Try it:
Lines with the string "wooden" are to be identified in the listing and copied.

Given records:
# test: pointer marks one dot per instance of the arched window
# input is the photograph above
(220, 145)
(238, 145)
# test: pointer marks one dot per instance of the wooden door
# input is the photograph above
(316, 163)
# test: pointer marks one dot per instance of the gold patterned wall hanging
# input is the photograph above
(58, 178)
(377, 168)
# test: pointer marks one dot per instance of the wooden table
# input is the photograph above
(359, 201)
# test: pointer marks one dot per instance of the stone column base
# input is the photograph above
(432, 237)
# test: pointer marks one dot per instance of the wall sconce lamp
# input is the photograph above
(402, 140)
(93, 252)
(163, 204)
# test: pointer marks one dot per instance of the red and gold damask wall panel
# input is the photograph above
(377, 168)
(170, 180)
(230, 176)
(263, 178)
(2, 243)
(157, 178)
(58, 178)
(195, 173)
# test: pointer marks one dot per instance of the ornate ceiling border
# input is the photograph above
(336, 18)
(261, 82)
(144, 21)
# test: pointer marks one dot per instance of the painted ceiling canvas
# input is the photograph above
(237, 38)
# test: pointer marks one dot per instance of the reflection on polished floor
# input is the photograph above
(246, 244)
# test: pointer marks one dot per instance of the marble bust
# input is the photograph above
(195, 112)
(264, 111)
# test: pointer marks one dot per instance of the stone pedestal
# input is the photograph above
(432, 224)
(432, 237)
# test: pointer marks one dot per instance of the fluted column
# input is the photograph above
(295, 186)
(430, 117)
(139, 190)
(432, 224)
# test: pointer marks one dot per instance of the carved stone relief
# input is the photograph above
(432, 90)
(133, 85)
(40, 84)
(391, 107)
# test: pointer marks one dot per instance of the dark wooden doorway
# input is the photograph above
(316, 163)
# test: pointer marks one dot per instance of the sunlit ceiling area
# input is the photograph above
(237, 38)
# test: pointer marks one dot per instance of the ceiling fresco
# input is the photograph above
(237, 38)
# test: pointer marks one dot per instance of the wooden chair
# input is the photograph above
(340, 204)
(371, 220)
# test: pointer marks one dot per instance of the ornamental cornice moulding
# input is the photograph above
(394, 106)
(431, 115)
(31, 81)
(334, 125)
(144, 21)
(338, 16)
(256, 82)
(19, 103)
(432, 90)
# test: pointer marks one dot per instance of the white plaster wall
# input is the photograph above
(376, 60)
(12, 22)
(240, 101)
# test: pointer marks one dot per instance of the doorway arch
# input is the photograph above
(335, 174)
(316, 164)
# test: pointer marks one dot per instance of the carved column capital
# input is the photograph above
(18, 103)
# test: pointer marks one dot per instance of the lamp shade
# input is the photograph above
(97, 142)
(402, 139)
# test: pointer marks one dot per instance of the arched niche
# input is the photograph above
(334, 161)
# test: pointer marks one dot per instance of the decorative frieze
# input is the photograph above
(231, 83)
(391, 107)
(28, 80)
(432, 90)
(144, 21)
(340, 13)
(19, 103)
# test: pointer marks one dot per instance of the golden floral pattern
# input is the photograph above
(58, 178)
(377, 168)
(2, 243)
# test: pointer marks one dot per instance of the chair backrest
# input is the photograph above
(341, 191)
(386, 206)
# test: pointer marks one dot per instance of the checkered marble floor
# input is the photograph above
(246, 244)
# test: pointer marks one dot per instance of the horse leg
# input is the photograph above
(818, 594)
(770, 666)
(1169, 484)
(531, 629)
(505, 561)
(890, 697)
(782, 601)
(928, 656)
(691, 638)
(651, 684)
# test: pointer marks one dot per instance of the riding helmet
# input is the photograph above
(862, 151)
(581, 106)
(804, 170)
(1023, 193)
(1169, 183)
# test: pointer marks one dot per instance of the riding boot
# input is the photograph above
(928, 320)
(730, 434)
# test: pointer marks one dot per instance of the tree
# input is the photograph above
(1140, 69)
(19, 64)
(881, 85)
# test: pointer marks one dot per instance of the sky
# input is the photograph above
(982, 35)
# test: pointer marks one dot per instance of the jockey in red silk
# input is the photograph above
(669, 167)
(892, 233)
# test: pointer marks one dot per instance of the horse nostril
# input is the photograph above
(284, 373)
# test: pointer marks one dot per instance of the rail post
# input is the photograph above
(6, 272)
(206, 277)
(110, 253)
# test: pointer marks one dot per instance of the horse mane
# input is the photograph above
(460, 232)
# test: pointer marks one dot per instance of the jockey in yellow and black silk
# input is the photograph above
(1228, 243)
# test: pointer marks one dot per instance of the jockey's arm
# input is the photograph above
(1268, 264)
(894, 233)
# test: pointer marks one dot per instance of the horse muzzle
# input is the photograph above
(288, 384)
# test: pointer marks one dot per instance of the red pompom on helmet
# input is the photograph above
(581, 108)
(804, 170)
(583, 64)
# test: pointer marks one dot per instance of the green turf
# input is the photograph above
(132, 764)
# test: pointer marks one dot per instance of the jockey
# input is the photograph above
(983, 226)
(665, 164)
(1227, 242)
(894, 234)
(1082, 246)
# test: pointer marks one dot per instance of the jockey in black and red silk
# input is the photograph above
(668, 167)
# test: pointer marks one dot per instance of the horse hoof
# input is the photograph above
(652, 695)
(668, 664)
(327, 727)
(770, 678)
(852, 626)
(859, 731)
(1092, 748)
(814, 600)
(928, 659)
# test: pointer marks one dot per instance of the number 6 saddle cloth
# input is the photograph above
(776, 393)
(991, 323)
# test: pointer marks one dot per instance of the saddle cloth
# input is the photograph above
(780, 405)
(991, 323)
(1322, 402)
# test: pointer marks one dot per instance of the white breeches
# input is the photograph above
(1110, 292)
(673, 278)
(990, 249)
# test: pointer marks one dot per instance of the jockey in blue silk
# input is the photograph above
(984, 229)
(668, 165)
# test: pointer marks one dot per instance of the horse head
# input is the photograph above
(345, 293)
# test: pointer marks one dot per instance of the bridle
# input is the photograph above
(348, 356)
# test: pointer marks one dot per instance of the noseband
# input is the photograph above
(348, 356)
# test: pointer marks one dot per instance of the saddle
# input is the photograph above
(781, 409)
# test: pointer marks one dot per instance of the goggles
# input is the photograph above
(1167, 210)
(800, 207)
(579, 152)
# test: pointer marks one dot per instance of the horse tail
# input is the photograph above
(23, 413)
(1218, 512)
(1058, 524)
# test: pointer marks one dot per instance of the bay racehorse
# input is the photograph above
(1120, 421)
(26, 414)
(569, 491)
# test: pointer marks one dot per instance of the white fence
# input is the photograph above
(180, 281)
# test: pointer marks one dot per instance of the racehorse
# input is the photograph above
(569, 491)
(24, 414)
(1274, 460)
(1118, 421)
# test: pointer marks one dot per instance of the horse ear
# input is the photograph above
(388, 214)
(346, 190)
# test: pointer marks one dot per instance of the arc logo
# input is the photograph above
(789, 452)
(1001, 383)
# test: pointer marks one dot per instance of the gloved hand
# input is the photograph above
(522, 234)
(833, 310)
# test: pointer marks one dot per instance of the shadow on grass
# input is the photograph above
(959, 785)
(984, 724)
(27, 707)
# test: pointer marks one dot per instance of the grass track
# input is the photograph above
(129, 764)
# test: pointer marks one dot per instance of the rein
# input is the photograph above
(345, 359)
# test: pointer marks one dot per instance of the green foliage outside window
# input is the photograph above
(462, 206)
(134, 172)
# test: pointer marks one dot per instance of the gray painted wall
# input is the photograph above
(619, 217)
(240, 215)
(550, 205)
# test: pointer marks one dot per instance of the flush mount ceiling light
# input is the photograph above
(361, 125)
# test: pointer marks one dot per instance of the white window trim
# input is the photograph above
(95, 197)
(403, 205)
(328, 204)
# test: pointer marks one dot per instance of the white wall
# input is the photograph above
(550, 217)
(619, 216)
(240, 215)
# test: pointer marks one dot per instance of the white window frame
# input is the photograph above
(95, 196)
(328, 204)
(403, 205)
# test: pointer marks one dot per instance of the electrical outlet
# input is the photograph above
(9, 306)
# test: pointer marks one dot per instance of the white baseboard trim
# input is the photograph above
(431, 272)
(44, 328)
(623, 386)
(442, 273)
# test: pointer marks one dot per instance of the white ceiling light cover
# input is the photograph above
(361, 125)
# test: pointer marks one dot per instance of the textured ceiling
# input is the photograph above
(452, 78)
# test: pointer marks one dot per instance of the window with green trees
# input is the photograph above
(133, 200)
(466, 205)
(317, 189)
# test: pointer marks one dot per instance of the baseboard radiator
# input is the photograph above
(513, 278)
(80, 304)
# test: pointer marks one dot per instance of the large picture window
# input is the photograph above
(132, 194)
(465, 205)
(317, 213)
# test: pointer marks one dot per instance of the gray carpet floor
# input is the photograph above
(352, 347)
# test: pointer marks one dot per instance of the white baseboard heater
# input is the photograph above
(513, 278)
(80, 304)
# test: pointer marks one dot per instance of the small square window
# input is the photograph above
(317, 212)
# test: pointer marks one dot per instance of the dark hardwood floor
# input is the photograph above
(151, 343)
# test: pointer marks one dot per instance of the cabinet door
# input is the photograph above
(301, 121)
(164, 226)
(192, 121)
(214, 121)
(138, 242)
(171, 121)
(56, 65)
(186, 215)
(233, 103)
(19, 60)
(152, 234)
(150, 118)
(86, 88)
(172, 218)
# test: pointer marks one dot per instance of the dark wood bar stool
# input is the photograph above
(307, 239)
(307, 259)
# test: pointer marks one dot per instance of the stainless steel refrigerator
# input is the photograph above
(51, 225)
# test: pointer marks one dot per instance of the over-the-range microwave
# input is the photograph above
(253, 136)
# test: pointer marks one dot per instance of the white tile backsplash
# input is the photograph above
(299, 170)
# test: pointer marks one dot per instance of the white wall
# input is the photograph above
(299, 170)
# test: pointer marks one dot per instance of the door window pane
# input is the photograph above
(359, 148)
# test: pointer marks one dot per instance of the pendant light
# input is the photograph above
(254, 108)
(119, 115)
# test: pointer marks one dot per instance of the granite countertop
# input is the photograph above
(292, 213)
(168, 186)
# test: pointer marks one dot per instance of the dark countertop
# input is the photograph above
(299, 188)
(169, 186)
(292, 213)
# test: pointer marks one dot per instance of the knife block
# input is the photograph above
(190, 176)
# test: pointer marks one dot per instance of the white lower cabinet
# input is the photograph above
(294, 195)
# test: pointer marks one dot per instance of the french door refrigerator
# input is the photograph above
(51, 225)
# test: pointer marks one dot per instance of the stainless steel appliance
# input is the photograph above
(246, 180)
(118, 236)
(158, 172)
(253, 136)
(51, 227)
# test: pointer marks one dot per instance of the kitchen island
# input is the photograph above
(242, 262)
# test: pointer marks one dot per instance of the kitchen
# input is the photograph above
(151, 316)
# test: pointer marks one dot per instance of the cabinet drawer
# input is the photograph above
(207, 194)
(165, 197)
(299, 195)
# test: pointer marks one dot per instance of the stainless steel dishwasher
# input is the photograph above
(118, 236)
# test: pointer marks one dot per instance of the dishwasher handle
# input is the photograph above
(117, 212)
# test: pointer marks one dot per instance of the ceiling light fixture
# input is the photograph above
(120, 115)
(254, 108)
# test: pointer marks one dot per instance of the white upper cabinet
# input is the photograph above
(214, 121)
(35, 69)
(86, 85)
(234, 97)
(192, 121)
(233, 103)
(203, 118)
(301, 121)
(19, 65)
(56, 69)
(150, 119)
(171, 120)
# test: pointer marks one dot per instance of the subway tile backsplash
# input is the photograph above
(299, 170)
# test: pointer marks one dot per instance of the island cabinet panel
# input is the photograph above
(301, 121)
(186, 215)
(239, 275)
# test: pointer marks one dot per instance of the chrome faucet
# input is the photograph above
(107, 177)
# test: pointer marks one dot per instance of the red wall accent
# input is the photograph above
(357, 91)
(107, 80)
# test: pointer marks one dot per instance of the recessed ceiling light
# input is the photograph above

Result of the task:
# test: pointer marks one dot per instance of the wooden door
# test: pointer marks one dot per instance of the wooden table
# test: pointer marks one dot per instance of the dark wooden doorway
# test: pointer marks one dot per instance of the wooden chair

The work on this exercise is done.